Description of the task:
Give back the full listing verbatim, apart from its images.

## begin

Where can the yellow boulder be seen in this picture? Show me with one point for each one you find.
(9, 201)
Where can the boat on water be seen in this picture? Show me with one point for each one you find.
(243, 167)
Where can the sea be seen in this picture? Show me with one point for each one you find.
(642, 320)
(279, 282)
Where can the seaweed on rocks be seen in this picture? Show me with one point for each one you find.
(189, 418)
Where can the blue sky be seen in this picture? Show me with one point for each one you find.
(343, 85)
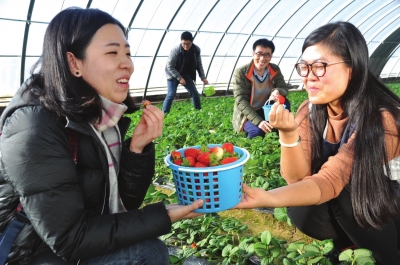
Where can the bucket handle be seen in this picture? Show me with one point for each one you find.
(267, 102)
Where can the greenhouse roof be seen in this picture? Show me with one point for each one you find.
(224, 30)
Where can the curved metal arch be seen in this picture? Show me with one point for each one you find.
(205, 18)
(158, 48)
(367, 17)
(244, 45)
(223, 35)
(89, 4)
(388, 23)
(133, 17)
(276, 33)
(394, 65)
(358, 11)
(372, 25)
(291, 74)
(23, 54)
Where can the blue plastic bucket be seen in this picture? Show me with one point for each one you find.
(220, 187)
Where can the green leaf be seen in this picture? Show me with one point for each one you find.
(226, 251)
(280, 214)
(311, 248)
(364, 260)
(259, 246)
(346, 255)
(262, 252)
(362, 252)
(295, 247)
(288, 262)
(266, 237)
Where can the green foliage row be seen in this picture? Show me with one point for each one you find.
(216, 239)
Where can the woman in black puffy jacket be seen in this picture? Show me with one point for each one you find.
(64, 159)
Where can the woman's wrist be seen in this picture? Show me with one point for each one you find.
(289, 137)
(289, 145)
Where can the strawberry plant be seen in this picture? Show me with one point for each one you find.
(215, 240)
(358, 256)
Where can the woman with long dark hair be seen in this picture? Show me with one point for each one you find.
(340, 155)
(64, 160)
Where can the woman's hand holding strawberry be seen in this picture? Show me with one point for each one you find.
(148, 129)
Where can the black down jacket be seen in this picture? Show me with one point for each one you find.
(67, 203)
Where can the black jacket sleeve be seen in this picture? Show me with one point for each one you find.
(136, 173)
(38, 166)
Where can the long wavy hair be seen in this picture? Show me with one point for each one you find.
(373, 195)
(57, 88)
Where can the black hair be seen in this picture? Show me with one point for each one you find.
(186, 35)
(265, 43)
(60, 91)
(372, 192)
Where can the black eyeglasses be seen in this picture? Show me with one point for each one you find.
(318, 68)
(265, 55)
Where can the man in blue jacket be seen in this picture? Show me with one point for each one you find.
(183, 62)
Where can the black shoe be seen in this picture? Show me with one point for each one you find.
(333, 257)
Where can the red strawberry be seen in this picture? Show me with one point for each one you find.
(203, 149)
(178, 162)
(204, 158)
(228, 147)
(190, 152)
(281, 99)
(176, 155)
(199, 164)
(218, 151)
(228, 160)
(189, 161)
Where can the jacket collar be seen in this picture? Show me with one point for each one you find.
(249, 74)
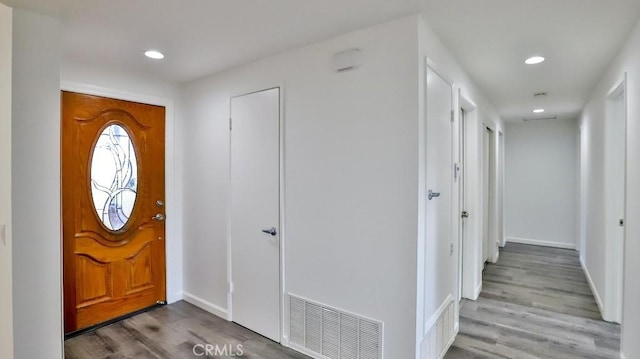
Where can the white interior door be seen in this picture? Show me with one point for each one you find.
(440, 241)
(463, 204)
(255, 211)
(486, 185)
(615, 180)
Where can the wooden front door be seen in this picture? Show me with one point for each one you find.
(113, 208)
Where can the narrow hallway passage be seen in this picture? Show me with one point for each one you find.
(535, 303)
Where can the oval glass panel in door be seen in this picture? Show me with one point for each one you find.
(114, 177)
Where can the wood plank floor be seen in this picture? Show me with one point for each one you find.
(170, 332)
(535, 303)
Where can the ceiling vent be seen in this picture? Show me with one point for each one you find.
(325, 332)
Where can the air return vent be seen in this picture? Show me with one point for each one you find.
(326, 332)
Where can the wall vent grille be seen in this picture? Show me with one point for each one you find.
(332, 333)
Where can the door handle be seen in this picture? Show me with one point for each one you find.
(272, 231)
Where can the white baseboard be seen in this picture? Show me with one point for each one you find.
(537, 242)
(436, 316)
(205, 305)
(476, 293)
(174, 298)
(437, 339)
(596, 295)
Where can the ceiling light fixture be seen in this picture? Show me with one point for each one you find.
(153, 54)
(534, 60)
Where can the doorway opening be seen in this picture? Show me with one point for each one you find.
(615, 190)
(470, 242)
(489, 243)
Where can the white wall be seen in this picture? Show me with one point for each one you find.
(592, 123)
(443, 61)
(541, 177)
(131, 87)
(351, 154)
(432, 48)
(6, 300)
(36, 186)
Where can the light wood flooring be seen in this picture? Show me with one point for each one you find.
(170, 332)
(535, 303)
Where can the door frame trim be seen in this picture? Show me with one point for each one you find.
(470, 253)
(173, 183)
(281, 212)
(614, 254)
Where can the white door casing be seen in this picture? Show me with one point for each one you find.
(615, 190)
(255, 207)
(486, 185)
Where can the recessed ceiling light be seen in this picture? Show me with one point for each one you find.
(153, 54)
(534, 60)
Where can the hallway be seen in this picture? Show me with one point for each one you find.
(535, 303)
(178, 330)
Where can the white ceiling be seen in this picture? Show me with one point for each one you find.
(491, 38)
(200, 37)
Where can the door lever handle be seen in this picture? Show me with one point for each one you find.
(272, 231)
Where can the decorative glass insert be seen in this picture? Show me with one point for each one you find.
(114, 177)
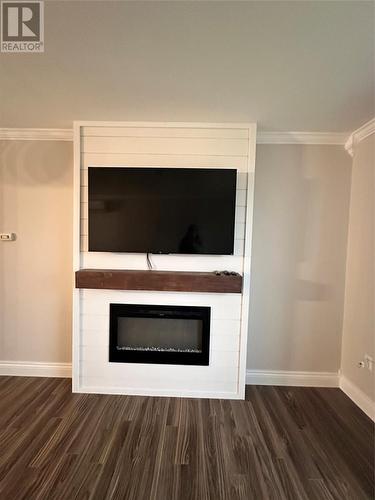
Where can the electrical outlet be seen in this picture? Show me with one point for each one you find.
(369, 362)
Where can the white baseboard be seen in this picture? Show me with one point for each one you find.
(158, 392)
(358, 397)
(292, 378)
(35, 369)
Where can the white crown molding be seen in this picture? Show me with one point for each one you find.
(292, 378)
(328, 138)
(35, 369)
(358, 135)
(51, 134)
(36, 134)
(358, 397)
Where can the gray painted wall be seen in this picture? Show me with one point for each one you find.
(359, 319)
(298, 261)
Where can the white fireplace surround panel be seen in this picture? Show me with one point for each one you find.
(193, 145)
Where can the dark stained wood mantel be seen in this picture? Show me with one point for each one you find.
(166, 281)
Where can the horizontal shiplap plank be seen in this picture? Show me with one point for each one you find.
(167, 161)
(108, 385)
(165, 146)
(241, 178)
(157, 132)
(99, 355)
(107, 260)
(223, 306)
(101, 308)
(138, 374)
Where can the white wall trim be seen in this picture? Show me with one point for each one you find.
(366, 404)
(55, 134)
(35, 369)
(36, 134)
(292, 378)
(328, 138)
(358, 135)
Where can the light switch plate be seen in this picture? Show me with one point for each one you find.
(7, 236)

## end

Completed exercise:
Where can the yellow boulder be seen in this picture? Show me with one point for each one you find.
(9, 201)
Where can the boat on water be seen in this picture? Show me with one point for each one you find.
(243, 167)
Where can the sea be seen in this picture? Show me with one point for each one you find.
(642, 320)
(279, 282)
Where can the seaweed on rocks be seen in this picture? Show me with one point for each one you find.
(189, 418)
Where can the blue sky be seen in this picture? Show me with one point for each one you find.
(343, 85)
Where can the bucket handle be seen in this picture? Show me with one point for each one you find.
(267, 102)
Where can the greenhouse roof be seen in this picture? Show me with one point for each one you find.
(224, 30)
Where can the curved metal arch be seen in this picture? Show me with one point for each one you find.
(205, 18)
(158, 48)
(367, 17)
(244, 45)
(223, 35)
(89, 4)
(388, 23)
(133, 17)
(276, 33)
(394, 65)
(358, 11)
(372, 25)
(291, 74)
(23, 54)
Where can the blue plastic bucket be seen in this picture? Show me with one point for each one you find.
(220, 187)
Where can the green leaf be seen in this picture? Show me with one point for each one you find.
(226, 251)
(280, 214)
(311, 248)
(364, 260)
(259, 246)
(346, 255)
(262, 252)
(362, 252)
(295, 247)
(288, 262)
(266, 237)
Where can the green foliage row be seen in this picture? Show me with one point for each one you find.
(216, 239)
Where can the woman in black puffy jacket be seen in this picture? Show me with one point for each one you find.
(64, 159)
Where can the woman's wrist be seen in this picture? Show me with one point for each one you find.
(289, 137)
(289, 145)
Where can the strawberry plant be seen in this picture? Show me with one point for each one you find.
(215, 240)
(358, 256)
Where can the woman with long dark hair be seen in this picture? Show me with one point for each one you find.
(340, 155)
(64, 160)
Where can the woman's hand holding strawberry be seen in this picture? Show me with one point for each one you find.
(148, 129)
Where can the black down jacket be seen in this picture? Show me with one point for each one you find.
(67, 203)
Where can the black jacket sleeve be seen in this picture? Show me with one point for each one you find.
(136, 173)
(38, 166)
Where can the long wavy hair be seen in this picture? Show me with one point for each one you find.
(373, 195)
(57, 88)
Where can the black hair be seen in this picture? Show me with one point for each one you find.
(186, 35)
(265, 43)
(60, 91)
(372, 192)
Where can the black eyeglasses be seen in this picture? Show me with one point for each one you find.
(318, 68)
(265, 55)
Where can the man in blue jacket be seen in this picture? Show me with one point for each one you find.
(183, 62)
Where can the black shoe be seen in this picture? Show me with one point for each one you find.
(333, 257)
Where can the red strawberry be seen in this picture? Show me with one point for each one you find.
(203, 149)
(178, 162)
(204, 158)
(228, 147)
(190, 152)
(281, 99)
(176, 155)
(199, 164)
(218, 151)
(228, 160)
(189, 161)
Where can the jacket collar be seen in this picture? Show me with one point for each one you find.
(249, 74)
Where can the white interior door be seen in this picture? Show me with one point for each one you find.
(440, 241)
(463, 204)
(255, 211)
(486, 185)
(615, 180)
Where can the wooden front door be seen in this picture? Show me with one point for each one you find.
(113, 208)
Where can the narrow hallway passage be seen in this picture? Show me with one point for each one you find.
(535, 303)
Where can the oval glass panel in door be seen in this picture? Show me with one point for each one you find.
(114, 177)
Where can the wood plank floor be seen in this picture? Show me with one point for each one you find.
(170, 332)
(535, 303)
Where can the ceiling vent be seen in this picture? Show me with one point for each one you find.
(325, 332)
Where can the air return vent be seen in this picture? Show me with one point for each one you find.
(326, 332)
Where can the wall vent grille be seen in this picture? Show me with one point for each one you find.
(332, 333)
Where can the door handle be seen in this picture? Show me with one point for each one you find.
(272, 231)
Where can the white baseboard be seen in this picture? Show me with one point for each one you find.
(537, 242)
(436, 316)
(205, 305)
(476, 293)
(174, 298)
(437, 339)
(596, 295)
Where can the ceiling light fixture be seen in this picture? Show me with one point for each one you find.
(153, 54)
(534, 60)
Where can the doorway opening be seen in this picture? Show me with one point for each one you find.
(615, 190)
(470, 242)
(489, 243)
Where can the white wall be seen in this picture? Show me with one point for each one you find.
(592, 123)
(443, 61)
(541, 177)
(131, 87)
(351, 154)
(432, 48)
(6, 300)
(36, 186)
Where can the light wood flooring be seen in this picture? Show me with one point for each one you find.
(170, 332)
(535, 303)
Where can the door frame trim be seen in this picture? Show me with one point for each one you find.
(470, 253)
(173, 183)
(281, 212)
(614, 254)
Where can the white door casing be seen in this picture? Show me with one point for each one you find.
(615, 190)
(255, 207)
(486, 185)
Where can the recessed ceiling light be seen in this picture? Show me with one point for each one you find.
(153, 54)
(534, 60)
Where can the hallway be seen in this picture? Show me with one point for each one you find.
(535, 303)
(178, 330)
Where can the white ceiling be seen in this picture? Show me with one point for each one you find.
(491, 38)
(200, 37)
Where can the door lever handle be seen in this picture? Show me with one point for each one you find.
(272, 231)
Where can the decorative glass insert be seen in this picture? Show me with one point for each one you find.
(114, 177)
Where can the electrical outlet be seen in this picture? Show me with one point for each one you find.
(369, 362)
Where can the white baseboard be seen in this picture? Show me with one point for each one you find.
(158, 392)
(358, 397)
(292, 378)
(35, 369)
Where can the white crown molding be seen in this picture? Show me with one point for each one you find.
(292, 378)
(328, 138)
(35, 369)
(358, 135)
(51, 134)
(36, 134)
(358, 397)
Where can the gray painted wall be seen in this picture? Show me with one point for each one you find.
(359, 319)
(298, 261)
Where can the white fireplace surround panel be seen in this picture? Show me with one point for each one you find.
(193, 145)
Where can the dark stained wood mantel be seen in this picture? Show me with one point for each one you find.
(166, 281)
Where can the horizontal shiplap plank be seen in this picture? Show me with one point for each one you find.
(167, 161)
(108, 385)
(165, 146)
(241, 178)
(157, 132)
(99, 355)
(107, 260)
(223, 306)
(101, 308)
(138, 374)
Where can the white wall trim be seen in this picture? Show me with one point for each one you find.
(366, 404)
(55, 134)
(35, 369)
(36, 134)
(292, 378)
(328, 138)
(358, 135)
Where can the light switch plate be seen in this picture? Show me with one point for each one you find.
(7, 236)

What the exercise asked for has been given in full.